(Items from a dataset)

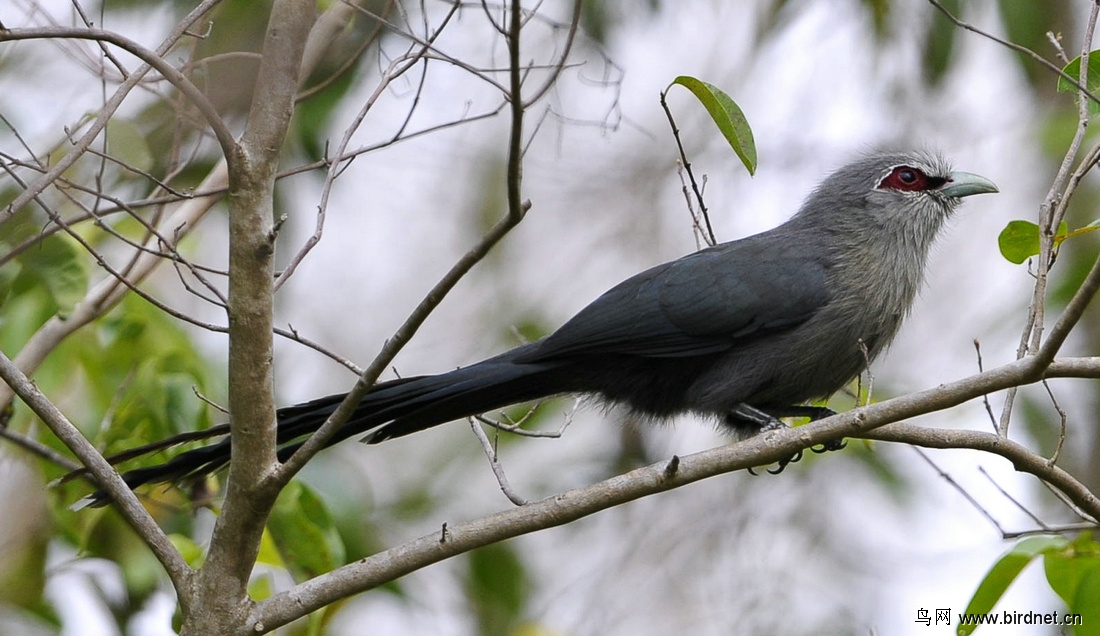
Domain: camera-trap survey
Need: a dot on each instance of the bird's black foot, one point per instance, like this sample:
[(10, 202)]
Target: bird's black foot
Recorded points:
[(745, 416)]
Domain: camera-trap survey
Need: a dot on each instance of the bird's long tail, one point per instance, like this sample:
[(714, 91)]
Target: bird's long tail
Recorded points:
[(391, 409)]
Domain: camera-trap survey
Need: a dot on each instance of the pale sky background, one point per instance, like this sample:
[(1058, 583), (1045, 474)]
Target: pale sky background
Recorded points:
[(735, 554)]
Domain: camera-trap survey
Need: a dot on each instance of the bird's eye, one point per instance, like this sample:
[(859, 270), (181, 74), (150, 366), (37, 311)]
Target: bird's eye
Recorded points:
[(910, 179)]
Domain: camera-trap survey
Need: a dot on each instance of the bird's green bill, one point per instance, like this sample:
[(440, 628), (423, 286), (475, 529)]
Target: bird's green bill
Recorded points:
[(966, 184)]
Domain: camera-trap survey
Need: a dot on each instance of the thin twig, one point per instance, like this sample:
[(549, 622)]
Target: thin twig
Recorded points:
[(950, 481), (708, 236), (494, 462), (1015, 502)]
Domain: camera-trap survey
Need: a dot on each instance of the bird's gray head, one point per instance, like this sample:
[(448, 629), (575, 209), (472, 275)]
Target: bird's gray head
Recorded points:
[(902, 195)]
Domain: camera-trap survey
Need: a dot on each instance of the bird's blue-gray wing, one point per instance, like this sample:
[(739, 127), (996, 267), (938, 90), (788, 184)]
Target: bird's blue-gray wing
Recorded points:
[(697, 305)]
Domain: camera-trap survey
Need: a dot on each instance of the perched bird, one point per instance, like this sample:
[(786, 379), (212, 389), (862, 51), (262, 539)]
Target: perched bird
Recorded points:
[(746, 331)]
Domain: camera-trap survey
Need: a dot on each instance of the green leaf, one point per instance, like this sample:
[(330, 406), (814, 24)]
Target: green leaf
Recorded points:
[(727, 116), (1019, 240), (304, 534), (1074, 574), (1092, 83), (191, 552), (1004, 571), (57, 263), (497, 588)]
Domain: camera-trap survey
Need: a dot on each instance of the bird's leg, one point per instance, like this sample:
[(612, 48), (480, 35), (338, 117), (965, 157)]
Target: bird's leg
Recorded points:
[(769, 419), (744, 414), (814, 413)]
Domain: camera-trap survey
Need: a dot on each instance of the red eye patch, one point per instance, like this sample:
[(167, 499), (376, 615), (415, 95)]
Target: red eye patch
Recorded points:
[(910, 179)]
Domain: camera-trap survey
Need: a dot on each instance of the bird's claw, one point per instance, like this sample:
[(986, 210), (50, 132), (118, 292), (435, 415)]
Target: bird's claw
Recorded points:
[(829, 446), (784, 462)]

## Your task
Both end lines included, restate word for word the lines above from the line with "Target: bird's black foot" to the line with "Target: bird's green bill", and nothing else.

## Task solution
Target: bird's black foot
Recorded points:
[(745, 416)]
Domain: camera-trap survey
Need: a dot on each instance of the bird's long tail, one point per instance, like this sample:
[(714, 91)]
Target: bird's long tail
Recorded points:
[(391, 409)]
Domain: camera-trap survey
Need: a dot on each instance of the pale sky background, one point per instance, like this sample:
[(1058, 583), (1045, 474)]
Target: pale sky background
Recorded points:
[(735, 554)]
Domain: camera-trap survey
Need: a dot on each instance of the bird's eye, one point per instance, like this sample:
[(859, 270), (181, 74), (150, 366), (37, 311)]
Target: bird's eye
Recorded points:
[(910, 179)]
Domain: camera-trap survey
Need: a dot on each instance of the bird's green bill, one point per instance, like this sample:
[(440, 628), (423, 286), (475, 529)]
Target: bird's green bill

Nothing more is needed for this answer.